_Exercise instructions_
a. Condense the paragraph of the raymarching text that begins "After finding the intersection point" into one or two shorter sentences that keep its main facts.
b. Copy the raymarching text from "Here’s the algorithm" to "the intersection point!", replacing "nearest object" with "closest object".
===== Text extract =====
The points of intersection could be given as:

x=\frac{Dd_y \pm sg(d_y)d_x\sqrt{r^2 d_r^2 - D^2}}{d_r^2}\quad y=\frac{-Dd_x \pm |d_y| \sqrt{r^2 d_r^2 - D^2}}{d_r^2}

Isn’t this so complicated? And this is only for the most basic shape, a circle, at the origin, and even in 2D! These formulas may not be so computationally expensive for a computer, but they are hard to derive. Many objects don’t have the luxury of standard intersection formulas.

Distance Estimation

Here’s another problem, then. Given a point $P = (x, y)$ (camera) and a circle at $Q = (a, b)$ with radius $r$ , find the distance to the circle.

\text{dist}(P, Q) = \sqrt{(x - a)^2 + (y - b^2)} - r

Much simpler. Can we use the fact that, for basically all objects, the distance to a point is much easier to calculate than an explicit intersection with a line?

Volumetric Raytracing

Raytracing is quite impossible in many cases where the objects have very complicated intersection formulas (if you can derive any at all). But we can use the fact that distance is usually substantially easier to our advantage!

Here’s the algorithm for Volumetric Raytracing, often called Raymarching:

Raymarching Algorithm

Start at the camera and point a ray towards some pixel $P$ . We want to find the intersection point of a ray through $P$ with the scene.
Find the distance $d_0$ to the nearest object.
Move toward the direction of $P$ with length $d_0$ .
Find the new distance $d_1$ with the scene from your current point, and move in the same direction with distance $d_1$ .
Repeat until the distance towards the nearest object is less than some small value $\epsilon$ , in which case we consider it an intersection. Your resulting position is the intersection point!

If after a large amount of iterations, we don’t get an intersection (distance doesn’t go below $\epsilon$ ), we know the ray simply misses all of the objects, and we can render some background color instead.

Here’s a visualization:

We started at the top left red dot. Each blue circle is a distance-finding step in the process. We found the distance to the nearest object and moved along the ray (black line) with that distance, to the next red dot. Ultimately, the red dots slowed down and the distance became smaller than $\epsilon$ , meaning we hit an object (the black circle).

Shading

After finding the intersection point using raymarching, we can apply Phong shading as normal, with one problem: the normal vector. Often, an object not having an explicit intersection formula for raytracing means it also doesn’t have a formula for finding the normal vector at some point on its surface.

Calculus can save us! As long as we know the distance to the raymarch object, we can find the normal through the gradient

\nabla d(p)={ \begin{bmatrix}{\frac {\partial d}{\partial x_{1}}}(p)\\\vdots \\{\frac {\partial d}{\partial x_{n}}}(p)\end{bmatrix} } \quad \text{where} \quad \frac {\partial d}{\partial x_{1}}(p) \approx \frac{d(p + \epsilon) - d(p - \epsilon)}{2\epsilon}

On the right, partial derivative can be approximated using the distance estimation formula we have for Raymarching. Usually, we normalize the gradient, so we can get rid of the denominator.
===== Entries provided =====
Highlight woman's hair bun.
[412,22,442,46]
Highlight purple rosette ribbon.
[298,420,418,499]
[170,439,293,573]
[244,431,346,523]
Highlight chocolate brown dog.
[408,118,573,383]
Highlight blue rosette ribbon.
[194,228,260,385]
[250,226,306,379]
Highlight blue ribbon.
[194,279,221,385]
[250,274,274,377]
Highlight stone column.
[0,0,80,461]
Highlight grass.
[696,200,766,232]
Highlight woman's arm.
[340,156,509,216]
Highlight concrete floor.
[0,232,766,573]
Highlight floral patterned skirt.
=====
_Exercise results_
a. Once raymarching has found the intersection point, Phong shading works as usual except for the normal vector. Objects without an explicit intersection formula often have no formula for the surface normal either.

b.
Here’s the algorithm for Volumetric Raytracing, often called Raymarching:

Raymarching Algorithm

Start at the camera and point a ray towards some pixel $P$ . We want to find the intersection point of a ray through $P$ with the scene.
Find the distance $d_0$ to the closest object.
Move toward the direction of $P$ with length $d_0$ .
Find the new distance $d_1$ with the scene from your current point, and move in the same direction with distance $d_1$ .
Repeat until the distance towards the closest object is less than some small value $\epsilon$ , in which case we consider it an intersection. Your resulting position is the intersection point!